Devolva sem nenhuma alteração tudo o que vai do início do material até a linha que contém "[339,387,365,460]", com ambas as extremidades incluídas. Deixe as imagens de fora da resposta.

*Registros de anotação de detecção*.
____________________

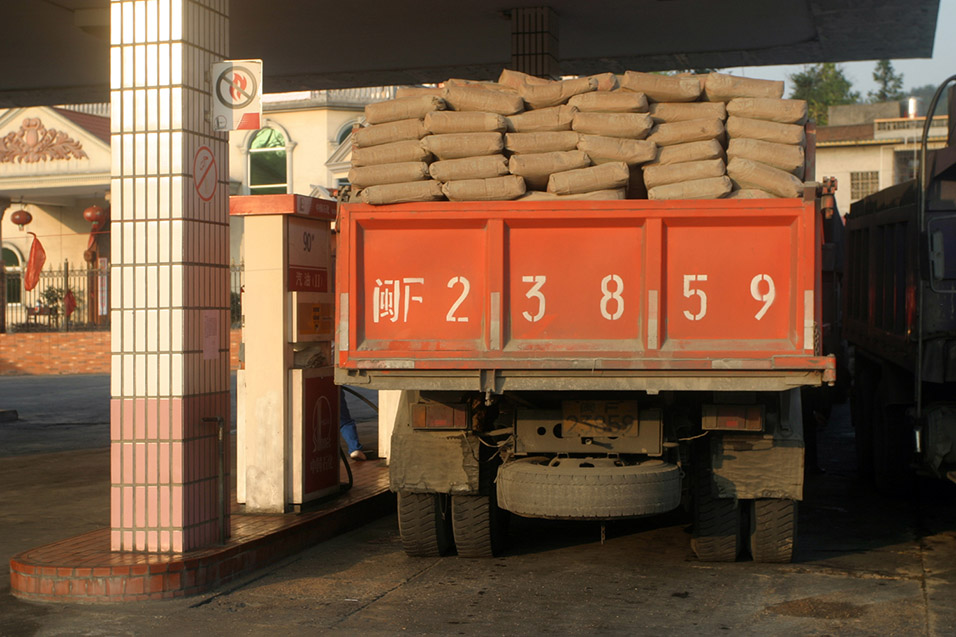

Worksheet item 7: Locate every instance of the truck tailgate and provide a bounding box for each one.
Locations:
[336,198,834,389]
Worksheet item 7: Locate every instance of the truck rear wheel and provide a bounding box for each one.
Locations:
[398,493,452,557]
[750,499,797,564]
[872,392,914,497]
[451,495,505,558]
[690,446,743,562]
[691,488,742,562]
[498,458,681,520]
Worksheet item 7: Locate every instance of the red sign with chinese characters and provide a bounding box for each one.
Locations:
[288,266,329,292]
[302,375,339,495]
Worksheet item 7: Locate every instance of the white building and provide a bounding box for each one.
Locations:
[816,111,948,214]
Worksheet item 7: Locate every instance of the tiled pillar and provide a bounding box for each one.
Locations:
[110,0,230,552]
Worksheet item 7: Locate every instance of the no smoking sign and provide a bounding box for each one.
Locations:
[210,60,262,131]
[193,146,219,201]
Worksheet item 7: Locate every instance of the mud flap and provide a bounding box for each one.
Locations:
[388,392,480,494]
[710,389,804,500]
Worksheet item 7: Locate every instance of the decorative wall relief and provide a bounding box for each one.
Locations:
[0,117,87,164]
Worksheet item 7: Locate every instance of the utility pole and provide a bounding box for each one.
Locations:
[0,197,10,334]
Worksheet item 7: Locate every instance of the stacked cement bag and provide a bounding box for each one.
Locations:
[705,73,807,198]
[621,71,731,199]
[349,93,446,204]
[434,80,525,201]
[498,71,598,198]
[350,70,806,203]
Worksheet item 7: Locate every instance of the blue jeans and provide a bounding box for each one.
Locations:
[339,387,362,453]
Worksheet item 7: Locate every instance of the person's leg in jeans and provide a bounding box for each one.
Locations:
[339,387,365,460]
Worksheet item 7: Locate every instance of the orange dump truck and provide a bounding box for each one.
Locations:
[336,184,835,561]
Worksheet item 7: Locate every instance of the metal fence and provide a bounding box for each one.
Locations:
[6,261,243,332]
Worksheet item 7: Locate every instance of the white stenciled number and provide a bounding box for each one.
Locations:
[684,274,707,321]
[601,274,624,321]
[521,274,547,323]
[445,276,471,323]
[750,274,777,321]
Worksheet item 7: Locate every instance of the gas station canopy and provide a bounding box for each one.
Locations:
[0,0,939,107]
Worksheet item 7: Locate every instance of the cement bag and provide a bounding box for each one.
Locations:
[548,162,630,195]
[725,188,777,199]
[358,179,444,206]
[444,86,524,117]
[498,69,551,90]
[727,158,803,197]
[652,139,724,165]
[349,161,428,188]
[578,135,657,166]
[508,104,576,133]
[365,95,445,124]
[518,77,598,108]
[423,111,508,137]
[444,77,518,95]
[508,150,591,190]
[352,137,432,166]
[428,155,508,181]
[352,119,427,148]
[395,86,445,98]
[571,113,654,139]
[647,119,724,146]
[727,137,804,179]
[517,188,627,201]
[727,116,807,146]
[647,175,733,199]
[727,97,807,124]
[590,73,620,91]
[441,175,525,201]
[704,72,783,102]
[644,159,727,189]
[621,71,700,102]
[648,102,727,122]
[421,133,504,159]
[568,91,647,113]
[505,131,580,153]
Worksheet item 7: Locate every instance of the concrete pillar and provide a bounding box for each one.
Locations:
[511,7,561,78]
[110,0,230,552]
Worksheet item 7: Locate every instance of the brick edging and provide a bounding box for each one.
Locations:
[10,490,395,603]
[0,329,242,376]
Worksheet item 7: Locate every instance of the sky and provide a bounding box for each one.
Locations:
[721,0,956,99]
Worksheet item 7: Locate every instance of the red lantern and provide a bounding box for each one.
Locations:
[83,204,103,224]
[10,209,33,230]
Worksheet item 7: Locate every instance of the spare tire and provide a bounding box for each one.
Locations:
[497,458,681,520]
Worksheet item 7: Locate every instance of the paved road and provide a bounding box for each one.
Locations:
[0,373,376,457]
[0,376,956,636]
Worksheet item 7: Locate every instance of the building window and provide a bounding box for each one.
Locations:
[850,170,880,201]
[894,150,919,184]
[3,248,23,304]
[249,128,289,195]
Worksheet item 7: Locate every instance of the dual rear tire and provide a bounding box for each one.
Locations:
[398,489,508,558]
[691,448,797,563]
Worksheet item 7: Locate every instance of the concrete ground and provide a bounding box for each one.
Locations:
[0,378,956,637]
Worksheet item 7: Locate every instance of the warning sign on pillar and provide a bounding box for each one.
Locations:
[211,60,262,131]
[193,146,219,201]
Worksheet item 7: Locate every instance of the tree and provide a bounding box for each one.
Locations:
[787,62,860,126]
[869,60,904,102]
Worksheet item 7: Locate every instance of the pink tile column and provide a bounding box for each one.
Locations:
[110,0,230,552]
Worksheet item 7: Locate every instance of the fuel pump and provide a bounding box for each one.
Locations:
[230,195,339,513]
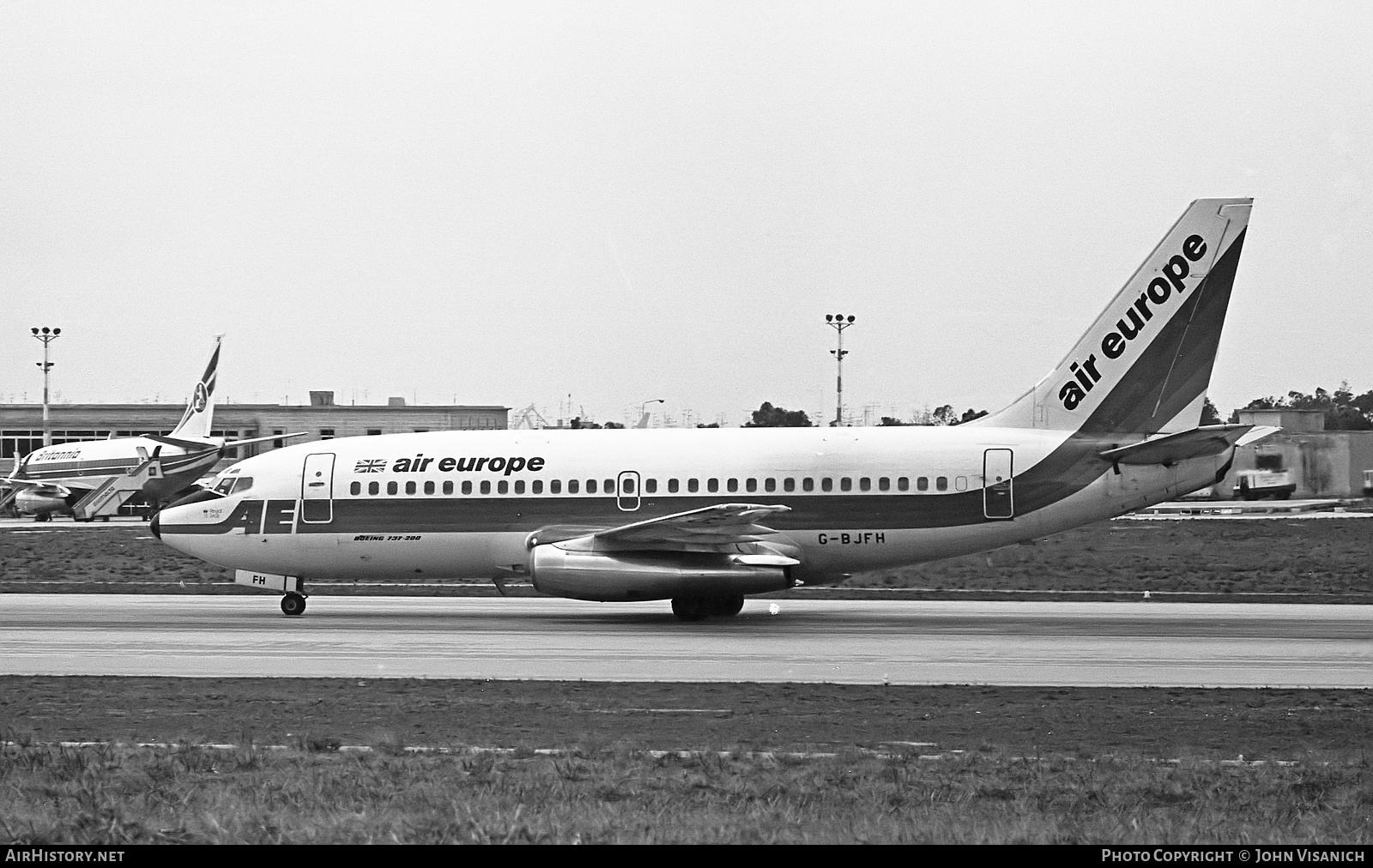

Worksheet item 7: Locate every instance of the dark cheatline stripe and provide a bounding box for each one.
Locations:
[15,449,218,482]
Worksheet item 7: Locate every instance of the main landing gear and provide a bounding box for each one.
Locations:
[281,594,305,618]
[673,594,744,621]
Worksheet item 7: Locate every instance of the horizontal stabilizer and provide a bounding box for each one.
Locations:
[1101,425,1272,464]
[224,431,307,446]
[142,434,215,452]
[1234,425,1282,446]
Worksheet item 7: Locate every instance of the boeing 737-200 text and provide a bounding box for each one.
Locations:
[154,199,1274,619]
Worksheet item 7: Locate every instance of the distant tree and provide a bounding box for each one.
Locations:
[929,404,959,425]
[744,401,810,429]
[1201,398,1220,425]
[1231,381,1373,431]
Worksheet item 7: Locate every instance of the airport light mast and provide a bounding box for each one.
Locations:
[826,313,854,429]
[638,398,668,429]
[30,326,62,446]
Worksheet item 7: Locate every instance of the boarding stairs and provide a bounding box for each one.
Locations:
[71,446,162,521]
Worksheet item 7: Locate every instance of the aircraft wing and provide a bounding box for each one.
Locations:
[1101,425,1279,464]
[0,479,74,497]
[142,431,306,450]
[532,503,798,566]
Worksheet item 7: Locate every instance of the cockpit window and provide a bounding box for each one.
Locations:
[215,477,252,497]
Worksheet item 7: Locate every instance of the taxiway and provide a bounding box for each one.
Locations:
[0,594,1373,688]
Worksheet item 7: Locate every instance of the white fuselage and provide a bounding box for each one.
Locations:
[160,425,1233,582]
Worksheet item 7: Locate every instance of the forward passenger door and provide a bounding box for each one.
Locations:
[982,449,1016,519]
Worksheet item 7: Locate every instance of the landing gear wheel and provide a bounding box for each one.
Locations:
[705,594,744,618]
[673,598,710,621]
[281,594,305,618]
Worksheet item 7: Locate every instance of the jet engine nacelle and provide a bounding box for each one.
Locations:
[530,544,795,601]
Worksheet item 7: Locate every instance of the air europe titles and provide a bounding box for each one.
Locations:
[353,452,544,477]
[1059,235,1206,409]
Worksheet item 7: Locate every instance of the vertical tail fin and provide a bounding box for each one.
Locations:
[970,199,1254,434]
[172,335,224,438]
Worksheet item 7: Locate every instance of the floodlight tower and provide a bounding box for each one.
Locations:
[30,326,62,446]
[634,398,668,429]
[826,313,854,429]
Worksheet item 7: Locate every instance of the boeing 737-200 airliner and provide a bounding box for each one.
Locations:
[154,199,1275,619]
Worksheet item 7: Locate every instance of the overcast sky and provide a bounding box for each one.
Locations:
[0,0,1373,425]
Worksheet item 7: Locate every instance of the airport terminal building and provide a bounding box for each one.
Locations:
[0,391,510,470]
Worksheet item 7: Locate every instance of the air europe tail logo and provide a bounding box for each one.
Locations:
[1059,235,1206,409]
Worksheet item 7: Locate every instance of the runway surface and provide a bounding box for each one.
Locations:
[0,594,1373,688]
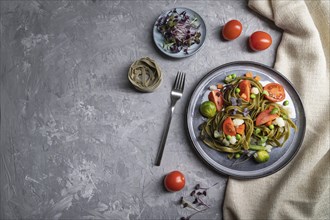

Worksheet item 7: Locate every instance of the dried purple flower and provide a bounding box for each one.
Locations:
[230,97,237,106]
[243,108,250,117]
[190,190,196,196]
[237,98,242,106]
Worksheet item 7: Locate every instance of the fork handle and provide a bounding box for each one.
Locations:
[155,106,174,166]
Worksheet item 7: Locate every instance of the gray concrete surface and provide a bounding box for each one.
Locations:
[0,0,281,219]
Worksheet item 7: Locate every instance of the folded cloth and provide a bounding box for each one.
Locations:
[223,0,330,220]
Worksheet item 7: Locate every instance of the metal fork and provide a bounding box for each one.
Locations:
[155,72,186,166]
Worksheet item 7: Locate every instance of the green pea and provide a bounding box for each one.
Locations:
[270,108,279,115]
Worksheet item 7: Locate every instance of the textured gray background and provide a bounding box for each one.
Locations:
[0,0,281,219]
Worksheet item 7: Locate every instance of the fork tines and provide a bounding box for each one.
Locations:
[174,72,186,91]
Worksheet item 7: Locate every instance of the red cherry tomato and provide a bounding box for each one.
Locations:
[264,83,285,102]
[164,170,186,192]
[249,31,272,51]
[222,20,242,40]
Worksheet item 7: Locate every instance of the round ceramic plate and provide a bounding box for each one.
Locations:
[186,61,306,179]
[153,7,206,58]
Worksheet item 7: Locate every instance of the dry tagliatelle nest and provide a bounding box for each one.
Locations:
[128,57,163,92]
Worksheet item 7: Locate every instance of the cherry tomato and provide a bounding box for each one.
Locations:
[208,90,223,112]
[238,80,251,102]
[222,20,242,40]
[264,83,285,102]
[164,170,186,192]
[249,31,272,51]
[222,117,236,136]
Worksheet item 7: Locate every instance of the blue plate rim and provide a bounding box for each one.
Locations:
[185,61,306,179]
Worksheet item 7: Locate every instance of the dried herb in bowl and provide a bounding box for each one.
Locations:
[128,57,163,92]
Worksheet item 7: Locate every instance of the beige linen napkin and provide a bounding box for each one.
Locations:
[223,0,330,220]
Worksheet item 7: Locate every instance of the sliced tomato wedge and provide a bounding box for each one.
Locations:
[222,117,236,136]
[236,124,245,135]
[264,83,285,102]
[238,80,251,102]
[208,90,223,112]
[256,107,279,126]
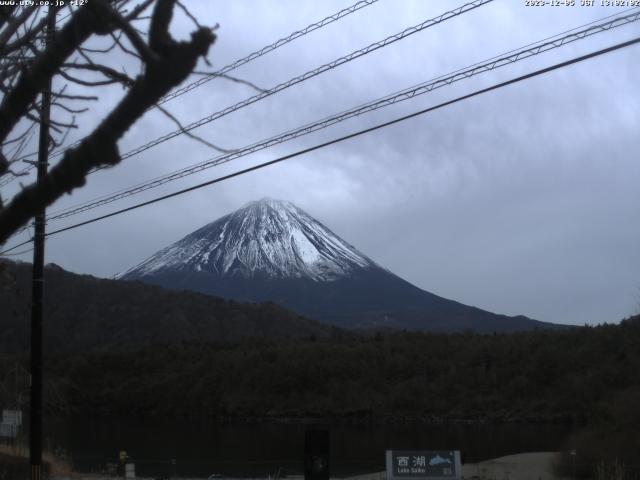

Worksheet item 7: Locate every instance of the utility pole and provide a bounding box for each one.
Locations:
[29,7,56,480]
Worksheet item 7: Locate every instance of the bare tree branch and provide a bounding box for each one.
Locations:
[0,0,215,244]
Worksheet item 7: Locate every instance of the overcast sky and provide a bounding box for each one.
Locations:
[1,0,640,324]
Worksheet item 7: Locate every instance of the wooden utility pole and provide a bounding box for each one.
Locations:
[29,7,56,480]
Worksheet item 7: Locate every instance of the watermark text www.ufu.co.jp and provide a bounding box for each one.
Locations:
[0,0,89,7]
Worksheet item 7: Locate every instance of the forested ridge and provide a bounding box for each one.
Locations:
[3,316,640,422]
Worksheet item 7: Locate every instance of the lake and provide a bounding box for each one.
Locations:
[45,418,572,478]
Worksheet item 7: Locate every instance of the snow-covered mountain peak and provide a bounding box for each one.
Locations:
[121,198,379,281]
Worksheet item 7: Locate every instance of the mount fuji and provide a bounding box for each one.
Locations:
[119,199,557,332]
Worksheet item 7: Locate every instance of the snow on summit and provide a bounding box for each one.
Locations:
[120,198,379,281]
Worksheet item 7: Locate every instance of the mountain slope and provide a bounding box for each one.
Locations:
[0,261,338,352]
[120,199,553,332]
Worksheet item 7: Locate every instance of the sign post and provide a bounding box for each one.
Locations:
[386,450,462,480]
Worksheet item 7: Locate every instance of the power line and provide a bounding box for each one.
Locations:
[0,238,33,255]
[158,0,378,105]
[41,37,640,240]
[0,0,378,184]
[109,0,493,164]
[41,10,640,221]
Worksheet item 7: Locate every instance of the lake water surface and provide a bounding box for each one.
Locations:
[45,418,571,478]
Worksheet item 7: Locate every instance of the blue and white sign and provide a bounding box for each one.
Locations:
[387,450,461,480]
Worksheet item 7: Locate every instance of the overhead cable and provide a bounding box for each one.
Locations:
[43,10,640,221]
[0,0,378,182]
[37,37,640,240]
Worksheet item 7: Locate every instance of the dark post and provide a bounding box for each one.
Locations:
[29,7,56,480]
[304,430,330,480]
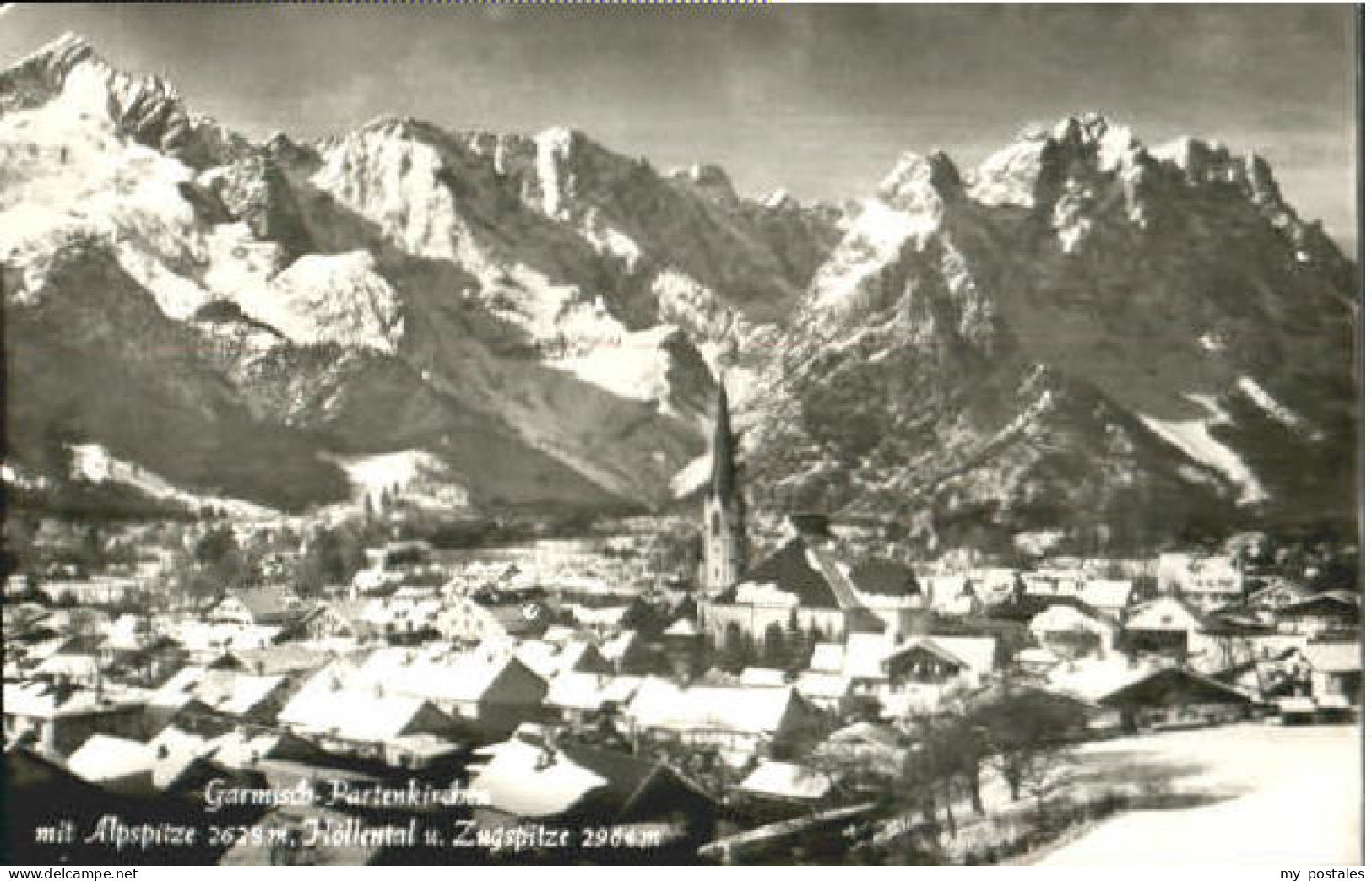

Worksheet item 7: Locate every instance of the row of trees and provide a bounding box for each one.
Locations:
[822,677,1087,835]
[713,612,823,673]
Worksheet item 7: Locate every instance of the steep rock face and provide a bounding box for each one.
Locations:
[752,110,1357,548]
[0,37,830,516]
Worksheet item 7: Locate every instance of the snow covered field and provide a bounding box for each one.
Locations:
[1040,723,1363,866]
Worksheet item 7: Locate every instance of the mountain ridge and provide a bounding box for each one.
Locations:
[0,37,1359,545]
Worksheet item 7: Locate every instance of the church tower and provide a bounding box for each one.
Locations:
[701,377,748,593]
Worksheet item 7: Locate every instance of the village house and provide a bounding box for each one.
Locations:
[734,759,834,813]
[882,635,997,689]
[3,679,149,759]
[514,638,615,681]
[277,668,453,760]
[149,666,291,732]
[544,671,643,732]
[472,737,715,846]
[1273,590,1363,638]
[1095,667,1253,732]
[1029,603,1118,656]
[624,678,822,762]
[1120,594,1210,660]
[1157,552,1245,611]
[1302,642,1363,711]
[346,648,547,741]
[206,587,307,627]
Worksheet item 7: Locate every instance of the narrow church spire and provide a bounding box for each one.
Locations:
[701,376,748,590]
[709,376,738,501]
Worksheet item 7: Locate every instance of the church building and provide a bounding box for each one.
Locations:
[700,384,928,646]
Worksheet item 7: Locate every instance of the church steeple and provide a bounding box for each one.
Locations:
[701,376,748,590]
[709,377,738,498]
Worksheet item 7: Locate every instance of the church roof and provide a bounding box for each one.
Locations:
[719,535,840,609]
[716,535,893,633]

____________________

*Resolução do exercício*.
Worksheet item 7: Locate every instance of the truck tailgate and provide a bounding box for each one.
Locations:
[336,198,834,389]
Worksheet item 7: Locate every instance of the truck rear wheel and provide a bounding box for each one.
Locations:
[398,493,452,557]
[750,499,797,564]
[872,392,914,497]
[451,495,505,558]
[690,446,743,562]
[691,488,742,562]
[498,458,681,520]
Worksheet item 7: Locate every instance of the red sign with chinese characters and provide a bounding box for each one.
Locations:
[288,266,329,292]
[302,375,339,495]
Worksheet item 7: Locate every instance of the white building and provide a bounding box for each one.
Locations:
[816,111,948,214]
Worksheet item 7: Locate every instance of the tiled pillar and provide a bounding box for each one.
Locations:
[110,0,230,552]
Worksheet item 7: Locate every instance of the no smoking sign and provide a bounding box for each one.
Locations:
[210,60,262,131]
[193,146,219,201]
Worksheet item 7: Locate every instance of the mud flap and provide a bounding box for each one.
Locations:
[388,392,480,494]
[710,389,804,500]
Worksheet item 7: Locate every instance of the decorative wall relief and provide a bounding box for each one.
Locations:
[0,117,87,164]
Worksheet item 7: Locate every instance of the utility pole and provide a bounding box for each one.
Locations:
[0,197,10,334]
Worksheet item 7: Locate every instance of the stacked cement bag and provide a bounding box for each one.
Locations:
[705,73,807,198]
[621,71,731,199]
[349,93,446,204]
[434,80,525,201]
[498,71,598,198]
[350,70,806,203]
Worksheet item 7: Locate every instance of the blue jeans and provide a bounding box for each one.
Locations:
[339,387,362,453]
Worksheet item 7: Locate every instance of the person's leg in jeans and provide a bounding box for each one.
Locations:
[339,387,365,460]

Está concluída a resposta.